DIRECTIVE
Can you write out all of the data below word for word, without changing anything?

Entries from a pointing dataset
===============
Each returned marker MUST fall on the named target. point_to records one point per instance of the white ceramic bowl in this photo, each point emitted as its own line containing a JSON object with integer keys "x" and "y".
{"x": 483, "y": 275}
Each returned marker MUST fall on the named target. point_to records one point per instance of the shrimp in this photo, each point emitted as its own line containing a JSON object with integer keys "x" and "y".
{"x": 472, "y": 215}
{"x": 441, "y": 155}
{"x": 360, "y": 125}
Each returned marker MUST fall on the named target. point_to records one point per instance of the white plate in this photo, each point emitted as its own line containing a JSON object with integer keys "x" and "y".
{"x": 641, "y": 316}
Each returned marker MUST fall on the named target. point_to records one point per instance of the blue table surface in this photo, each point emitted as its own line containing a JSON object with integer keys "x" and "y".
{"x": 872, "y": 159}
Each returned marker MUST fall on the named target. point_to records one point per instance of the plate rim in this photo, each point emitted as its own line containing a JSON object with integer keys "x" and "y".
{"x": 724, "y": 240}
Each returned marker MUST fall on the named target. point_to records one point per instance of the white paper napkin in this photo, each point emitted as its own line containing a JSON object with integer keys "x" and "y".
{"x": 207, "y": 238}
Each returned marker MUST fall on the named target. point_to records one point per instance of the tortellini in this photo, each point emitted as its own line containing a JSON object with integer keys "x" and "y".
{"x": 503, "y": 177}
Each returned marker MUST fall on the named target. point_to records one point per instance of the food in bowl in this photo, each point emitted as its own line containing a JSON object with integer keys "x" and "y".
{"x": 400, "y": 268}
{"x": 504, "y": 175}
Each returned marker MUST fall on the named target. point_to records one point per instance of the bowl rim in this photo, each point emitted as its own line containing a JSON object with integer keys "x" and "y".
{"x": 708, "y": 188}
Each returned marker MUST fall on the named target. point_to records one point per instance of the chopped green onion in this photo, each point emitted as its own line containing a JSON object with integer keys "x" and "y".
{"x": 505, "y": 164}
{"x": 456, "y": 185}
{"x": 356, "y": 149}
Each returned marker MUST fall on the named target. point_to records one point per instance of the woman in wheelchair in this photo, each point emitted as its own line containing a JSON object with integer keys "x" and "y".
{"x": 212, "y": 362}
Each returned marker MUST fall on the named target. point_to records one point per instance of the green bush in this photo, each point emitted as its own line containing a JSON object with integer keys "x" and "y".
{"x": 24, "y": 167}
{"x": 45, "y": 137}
===============
RESULT OF THIS EXERCISE
Each returned marker MUST fall on the named target. point_to records one point per instance of the white ceramic bowl in this photo, each point emitted as its own line containing a JSON object with integer keys "x" and "y".
{"x": 483, "y": 275}
Each returned marker MUST fall on the named target. point_to records one point per instance of the shrimp in this photo, each point emitted as its own line containing a JSON object with integer keys "x" and "y".
{"x": 472, "y": 215}
{"x": 441, "y": 155}
{"x": 360, "y": 125}
Each returned marker MUST fall on the named target. point_to records one point per instance of the white plate in this photo, each point emitted as its own line containing a JSON object with integer keys "x" and "y".
{"x": 641, "y": 316}
Each returned marker MUST fall on the named target. point_to records one point per instance of the blue table surface in this photo, each point emitted as its own line containing a JSON object with integer keys "x" and "y".
{"x": 872, "y": 159}
Each returned marker MUST fall on the named target. point_to records one point per instance of the plate rim in this photo, each point emitted as its own line containing a JSON object with integer keys "x" and "y".
{"x": 724, "y": 240}
Each returned marker MUST fall on the named target. point_to records one point per instance of the white paper napkin in this photo, each point emitted as its own line containing a JSON object with integer keys "x" and "y".
{"x": 207, "y": 238}
Each returned marker MUST fall on the named target. point_to records one point per instance of the tortellini in this photo, each point emitted as its own line containing a JSON object with integer keys "x" and "y".
{"x": 503, "y": 177}
Each returned marker MUST fall on the named target. point_to records one point per instance of the food in bowl in this photo, each point emitted as its own line containing a JSON object with integer keys "x" and "y".
{"x": 400, "y": 268}
{"x": 504, "y": 175}
Each returned marker MUST fall on the named target. point_to records one point per instance of the bowl rim in this photo, each point emitted as its own line containing a JSON object with integer keys "x" and "y".
{"x": 708, "y": 188}
Each returned marker MUST fall on the named target. point_to records one point per instance of the chopped green onion in this photo, each point emitted as its own line containing a JSON object with integer keys "x" and "y".
{"x": 505, "y": 164}
{"x": 456, "y": 185}
{"x": 356, "y": 149}
Each returned marker MUST fall on the named target. point_to records one point per instance of the woman in wheelchair in this photo, each point emitted as its own line containing a JSON object with integer keys "x" and "y".
{"x": 212, "y": 362}
Each returned marker MUST fall on the named target. point_to records one point per instance of the green bush in this photo, each point emitted as its own line containing a JSON object with integer keys "x" and "y".
{"x": 24, "y": 167}
{"x": 45, "y": 137}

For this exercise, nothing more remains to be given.